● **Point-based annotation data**
########################################

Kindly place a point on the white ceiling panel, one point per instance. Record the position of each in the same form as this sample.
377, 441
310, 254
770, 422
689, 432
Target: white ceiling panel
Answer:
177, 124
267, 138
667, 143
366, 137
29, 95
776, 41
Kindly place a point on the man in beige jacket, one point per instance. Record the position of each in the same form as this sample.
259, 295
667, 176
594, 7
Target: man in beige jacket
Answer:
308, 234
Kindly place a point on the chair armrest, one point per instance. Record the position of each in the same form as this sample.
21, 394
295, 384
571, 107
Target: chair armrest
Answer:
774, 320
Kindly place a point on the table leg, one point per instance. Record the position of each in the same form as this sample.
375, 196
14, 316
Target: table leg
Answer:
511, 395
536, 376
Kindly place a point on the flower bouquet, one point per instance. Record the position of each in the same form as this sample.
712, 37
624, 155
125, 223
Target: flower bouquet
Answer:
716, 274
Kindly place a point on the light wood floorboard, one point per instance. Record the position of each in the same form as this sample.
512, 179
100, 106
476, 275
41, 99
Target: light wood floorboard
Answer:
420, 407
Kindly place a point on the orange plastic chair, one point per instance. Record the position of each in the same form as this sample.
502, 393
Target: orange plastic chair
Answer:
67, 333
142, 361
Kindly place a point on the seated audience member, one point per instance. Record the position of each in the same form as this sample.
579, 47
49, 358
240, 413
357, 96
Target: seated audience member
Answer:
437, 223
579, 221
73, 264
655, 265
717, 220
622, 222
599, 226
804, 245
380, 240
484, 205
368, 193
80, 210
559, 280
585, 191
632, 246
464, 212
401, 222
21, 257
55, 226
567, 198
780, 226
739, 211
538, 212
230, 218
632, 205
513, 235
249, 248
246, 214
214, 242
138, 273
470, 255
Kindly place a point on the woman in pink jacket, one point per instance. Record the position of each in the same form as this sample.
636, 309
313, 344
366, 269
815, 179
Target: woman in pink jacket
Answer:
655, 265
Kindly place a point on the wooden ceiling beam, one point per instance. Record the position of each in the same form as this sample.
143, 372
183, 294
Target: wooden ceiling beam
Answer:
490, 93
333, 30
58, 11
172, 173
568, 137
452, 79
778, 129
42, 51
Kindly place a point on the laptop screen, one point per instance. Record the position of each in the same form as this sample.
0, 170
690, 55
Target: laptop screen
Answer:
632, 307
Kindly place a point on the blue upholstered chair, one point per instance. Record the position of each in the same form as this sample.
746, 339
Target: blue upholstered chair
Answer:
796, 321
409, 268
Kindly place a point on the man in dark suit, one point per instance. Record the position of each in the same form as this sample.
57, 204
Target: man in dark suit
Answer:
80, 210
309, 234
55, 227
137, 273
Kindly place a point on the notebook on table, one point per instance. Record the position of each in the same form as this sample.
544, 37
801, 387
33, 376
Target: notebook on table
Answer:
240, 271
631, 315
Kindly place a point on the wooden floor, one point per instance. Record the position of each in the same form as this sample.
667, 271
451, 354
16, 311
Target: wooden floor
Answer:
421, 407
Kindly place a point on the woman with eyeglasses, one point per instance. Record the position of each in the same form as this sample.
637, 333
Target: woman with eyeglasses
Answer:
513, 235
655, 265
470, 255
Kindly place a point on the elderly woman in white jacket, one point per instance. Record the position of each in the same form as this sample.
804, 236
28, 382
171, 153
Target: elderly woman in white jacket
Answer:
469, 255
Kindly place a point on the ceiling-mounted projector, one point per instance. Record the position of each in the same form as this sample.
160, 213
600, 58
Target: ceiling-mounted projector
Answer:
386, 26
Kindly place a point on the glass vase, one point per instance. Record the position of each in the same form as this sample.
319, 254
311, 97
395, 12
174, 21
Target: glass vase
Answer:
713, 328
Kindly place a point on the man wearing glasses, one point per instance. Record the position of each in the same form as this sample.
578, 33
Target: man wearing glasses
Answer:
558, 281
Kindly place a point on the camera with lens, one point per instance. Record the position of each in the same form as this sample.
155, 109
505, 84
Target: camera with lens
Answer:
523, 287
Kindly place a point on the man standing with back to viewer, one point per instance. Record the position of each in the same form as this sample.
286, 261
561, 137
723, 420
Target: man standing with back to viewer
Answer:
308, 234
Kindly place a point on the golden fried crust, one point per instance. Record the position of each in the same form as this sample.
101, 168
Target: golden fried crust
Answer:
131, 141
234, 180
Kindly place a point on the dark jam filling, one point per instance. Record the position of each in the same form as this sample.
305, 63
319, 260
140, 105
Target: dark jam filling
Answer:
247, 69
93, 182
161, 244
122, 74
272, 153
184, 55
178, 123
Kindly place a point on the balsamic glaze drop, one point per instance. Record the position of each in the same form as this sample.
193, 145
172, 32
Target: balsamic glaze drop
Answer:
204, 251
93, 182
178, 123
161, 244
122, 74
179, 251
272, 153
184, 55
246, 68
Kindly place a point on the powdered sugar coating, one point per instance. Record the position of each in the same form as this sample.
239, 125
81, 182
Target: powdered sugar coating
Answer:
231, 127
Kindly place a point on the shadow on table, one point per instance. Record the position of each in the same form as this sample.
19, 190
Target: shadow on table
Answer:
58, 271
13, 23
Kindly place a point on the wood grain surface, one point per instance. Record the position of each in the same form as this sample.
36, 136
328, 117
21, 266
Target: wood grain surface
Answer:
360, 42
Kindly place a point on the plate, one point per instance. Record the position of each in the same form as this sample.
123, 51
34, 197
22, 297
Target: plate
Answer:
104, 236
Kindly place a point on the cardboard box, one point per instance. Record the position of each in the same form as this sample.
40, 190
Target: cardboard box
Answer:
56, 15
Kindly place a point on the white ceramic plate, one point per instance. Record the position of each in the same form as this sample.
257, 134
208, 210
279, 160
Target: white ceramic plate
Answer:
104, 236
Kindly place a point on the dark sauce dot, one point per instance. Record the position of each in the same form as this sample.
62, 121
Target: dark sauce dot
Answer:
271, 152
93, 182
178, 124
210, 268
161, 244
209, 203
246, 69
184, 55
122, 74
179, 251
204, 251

########################################

● **Exercise task**
Write out, word for word, every line from the one containing "Kindly place a point on the balsamic" through the last line of the records above.

● **Finished task**
Kindly place a point on the balsamic glaze drop, one point per instance. Record the position of each in the same form as this sample.
193, 145
172, 32
Target: balsamic glaze drop
Answer:
204, 251
93, 182
178, 123
161, 244
122, 74
179, 251
272, 153
184, 55
246, 68
Kindly place a point on the powdered sugar coating, one point per instance. Record the position of each in the same form as this sample.
239, 125
81, 182
Target: powdered sugar coating
Answer:
231, 127
Kindly place a point on the shadow on table, one point per instance. Record the position of each in the same form as this sample.
19, 190
Target: shadow on table
Answer:
58, 271
13, 23
Kindly place a point on the wood grain surface, one point per instance. Record the position of each in the same form as this sample.
36, 136
328, 117
21, 266
Target: wood grain surface
Answer:
360, 42
Kindly place a point on the plate, one point per instance. Record the position of each in the same form as this sample.
123, 51
34, 197
22, 297
Target: plate
Answer:
104, 236
Kindly place a point on the cardboard box, one point per instance. Record the position of each in the same form as this sample.
40, 190
Target: cardboard box
Answer:
56, 15
Kindly place a point on the white ceramic plate, one point per instance. Record the position of each in the same form as this sample.
257, 134
208, 210
279, 160
Target: white ceramic plate
Answer:
104, 236
Kindly place a point on the dark sauce dot, one point per instance. Record the position of each in the same form as this sample.
62, 121
Target: dark sauce dot
Answer:
271, 152
93, 182
178, 124
210, 268
161, 244
209, 203
246, 69
184, 55
122, 74
179, 251
204, 251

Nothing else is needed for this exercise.